Passage extrait:
---------------

En fait contrairement au roman j'ai appris la terrible nouvelle en même temps que Rachid par le chef de Septembre noir, Abou Hassan Salamé. C'est là que j'ai réalisé l'envergure de ma mésaventure. Je me suis dit, le sort en est jeté. Vaille que vaille. Et après. Abou Hassan était une sorte de Boudia palestinien. Plus jeune, tout aussi play-boy, ce trentenaire avait un charisme naturel. Il nous a transmis la tristesse et la considération de Yasser Arafat et nous a assuré que Mohamed Boudia appartenait à l'histoire de la Palestine et personne ne l'oublierait. Nous le vengerons, je vous le promets. Il a tenu parole. Le chagrin de Abou Hassan était vraiment sincère. Pour un homme qui en a vu de rudes, c'était étonnant. Il avait pour Boudia une grande admiration et un véritable élan affectif. Faut dire qu'il perdait aussi un général irremplaçable contre les services israéliens.
Un certain Walid, qu'on peut soupçonner être Joumblatt, vous a dit dans le Chouf que chaque maison libanaise disposait d'un arsenal pour le jour de l'explosion. Comment avez vous apprécié rétroactivement les discussions avec cette notabilité ? Pourquoi n'arriviez-vous pas à repartir de Beyrouth ? Vous êtes reparti finalement avec un passeport iranien ? Ça vous inspire quoi aujourd'hui ?

---------------

Travail à faire:
1. Recopiez le passage extrait depuis « Un certain Walid, qu'on » jusqu'à « quoi aujourd'hui ? ».
2. Réécrivez sous forme de liste le paragraphe du passage extrait qui commence par « En fait contrairement au roman », sans perdre ses faits essentiels.

Extrait des données:
---------------

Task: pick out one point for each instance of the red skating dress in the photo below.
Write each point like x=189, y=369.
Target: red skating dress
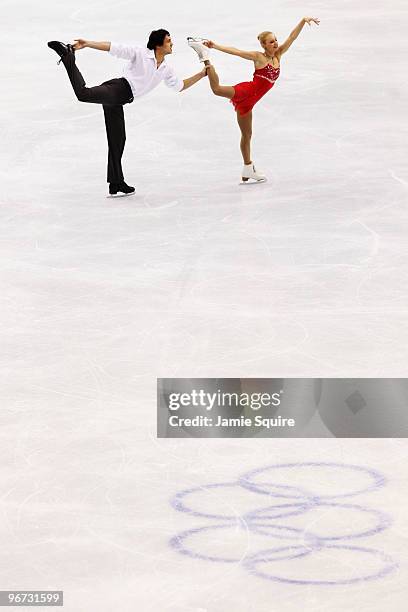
x=247, y=94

---------------

Corrigé par consigne:
1.
Un certain Walid, qu'on peut soupçonner être Joumblatt, vous a dit dans le Chouf que chaque maison libanaise disposait d'un arsenal pour le jour de l'explosion. Comment avez vous apprécié rétroactivement les discussions avec cette notabilité ? Pourquoi n'arriviez-vous pas à repartir de Beyrouth ? Vous êtes reparti finalement avec un passeport iranien ? Ça vous inspire quoi aujourd'hui ?

2.
- Contrairement au roman, j'ai appris la terrible nouvelle en même temps que Rachid, par Abou Hassan Salamé, chef de Septembre noir.
- J'ai alors mesuré l'envergure de ma mésaventure et je m'y suis résigné.
- Abou Hassan était une sorte de Boudia palestinien : un trentenaire plus jeune, tout aussi play-boy, doté d'un charisme naturel.
- Il nous a transmis la tristesse et la considération de Yasser Arafat.
- Il nous a assuré que Mohamed Boudia appartenait à l'histoire de la Palestine et que personne ne l'oublierait.
- Il a promis de le venger et il a tenu parole.
- Son chagrin était sincère, ce qui étonnait chez un homme qui en avait vu de rudes.
- Il avait pour Boudia une grande admiration et un véritable élan affectif.
- Il perdait aussi un général irremplaçable contre les services israéliens.